Put the lines below, from the line with "Practice. Pick out the arched" up to and including the line with "Target: stone archway", into a Markdown table with the columns Row and Line. Give each line its own numbered row and leave out blank lines.

▼

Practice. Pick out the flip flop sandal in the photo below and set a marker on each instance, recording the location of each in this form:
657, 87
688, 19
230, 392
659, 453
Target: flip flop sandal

▲
▼

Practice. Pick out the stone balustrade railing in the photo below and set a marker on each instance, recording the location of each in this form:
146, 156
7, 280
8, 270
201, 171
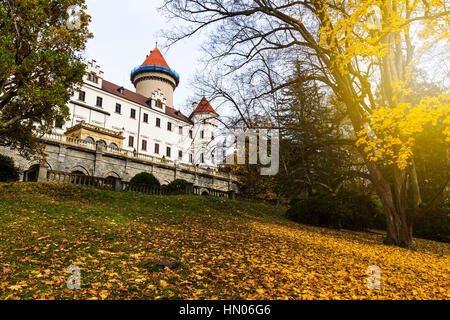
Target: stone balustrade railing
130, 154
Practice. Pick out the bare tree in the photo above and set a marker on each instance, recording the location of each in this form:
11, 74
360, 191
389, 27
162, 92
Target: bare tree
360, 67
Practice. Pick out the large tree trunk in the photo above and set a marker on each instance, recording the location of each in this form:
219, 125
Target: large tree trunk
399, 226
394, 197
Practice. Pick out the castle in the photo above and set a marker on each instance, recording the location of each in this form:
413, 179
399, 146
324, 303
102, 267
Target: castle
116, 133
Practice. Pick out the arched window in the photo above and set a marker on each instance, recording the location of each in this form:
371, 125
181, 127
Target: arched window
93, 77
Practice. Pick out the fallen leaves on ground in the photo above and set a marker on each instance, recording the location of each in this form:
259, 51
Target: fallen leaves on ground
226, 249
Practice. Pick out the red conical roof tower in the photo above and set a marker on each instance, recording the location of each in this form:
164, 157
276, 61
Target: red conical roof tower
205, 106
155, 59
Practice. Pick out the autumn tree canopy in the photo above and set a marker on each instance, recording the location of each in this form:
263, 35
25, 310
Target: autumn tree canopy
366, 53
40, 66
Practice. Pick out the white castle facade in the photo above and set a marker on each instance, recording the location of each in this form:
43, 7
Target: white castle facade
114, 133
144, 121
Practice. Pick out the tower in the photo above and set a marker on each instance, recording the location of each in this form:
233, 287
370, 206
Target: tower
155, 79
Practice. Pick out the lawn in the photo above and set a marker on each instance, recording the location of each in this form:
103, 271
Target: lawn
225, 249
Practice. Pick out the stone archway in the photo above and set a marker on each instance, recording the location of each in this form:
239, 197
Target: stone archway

▲
▼

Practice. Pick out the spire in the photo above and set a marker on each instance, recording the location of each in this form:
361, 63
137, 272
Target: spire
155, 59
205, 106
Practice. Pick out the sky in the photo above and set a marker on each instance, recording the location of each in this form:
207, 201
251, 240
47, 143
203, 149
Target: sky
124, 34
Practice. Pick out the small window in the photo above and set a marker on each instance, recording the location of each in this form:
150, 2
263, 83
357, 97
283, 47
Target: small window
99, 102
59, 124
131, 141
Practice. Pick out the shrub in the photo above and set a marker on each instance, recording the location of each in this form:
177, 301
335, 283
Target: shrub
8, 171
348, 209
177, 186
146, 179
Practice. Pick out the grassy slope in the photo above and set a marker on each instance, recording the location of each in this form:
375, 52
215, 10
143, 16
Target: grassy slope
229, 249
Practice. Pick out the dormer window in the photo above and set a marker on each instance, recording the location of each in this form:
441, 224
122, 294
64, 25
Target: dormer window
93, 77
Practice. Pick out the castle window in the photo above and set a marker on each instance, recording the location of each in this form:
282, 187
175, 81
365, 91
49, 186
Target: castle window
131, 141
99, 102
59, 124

▲

*RESPONSE FOR THIS EXERCISE:*
| Row | Line |
|---|---|
| 1 | Practice. Pick out the arched window in the photo above and set a marker on each instance, recording the location of each in this form: |
| 2 | 371, 125 |
| 3 | 181, 127 |
| 4 | Target: arched window |
| 5 | 93, 77 |
| 6 | Practice. Pick out the fallen leaves on ground in the photo above and set a marker on each instance, recording the location of each in this form: |
| 7 | 259, 51 |
| 8 | Target: fallen leaves on ground |
| 9 | 226, 249 |
| 10 | Practice. Pick out the red conical roof tower in the photo above and set a marker on each instance, recording the location of each in this form: |
| 11 | 164, 157 |
| 12 | 276, 61 |
| 13 | Target: red conical roof tower |
| 14 | 205, 106 |
| 15 | 155, 59 |
| 16 | Practice. Pick out the autumn tree canopy in the photo above and set a marker on each instance, recording the location of each in this form: |
| 17 | 263, 35 |
| 18 | 25, 310 |
| 19 | Target: autumn tree canopy |
| 20 | 366, 53 |
| 21 | 40, 66 |
| 22 | Practice. Pick out the white castle facade in the photo above and set a marker on each instance, recording the location of each in this form: |
| 23 | 43, 7 |
| 24 | Target: white castle facade |
| 25 | 114, 133 |
| 26 | 144, 121 |
| 27 | Practice. Pick out the tower in the photo above and set a marker on each instance, recording the location of each in this form: |
| 28 | 233, 287 |
| 29 | 370, 206 |
| 30 | Target: tower |
| 31 | 155, 79 |
| 32 | Practice. Pick out the lawn in the photo above and set a marker on each instance, recording the location of each in this form: |
| 33 | 103, 271 |
| 34 | Target: lawn |
| 35 | 225, 249 |
| 36 | Practice. Pick out the stone archway in the photo above and set a marker on each instance, recording the location of each in this form: |
| 37 | 239, 197 |
| 38 | Target: stone archway |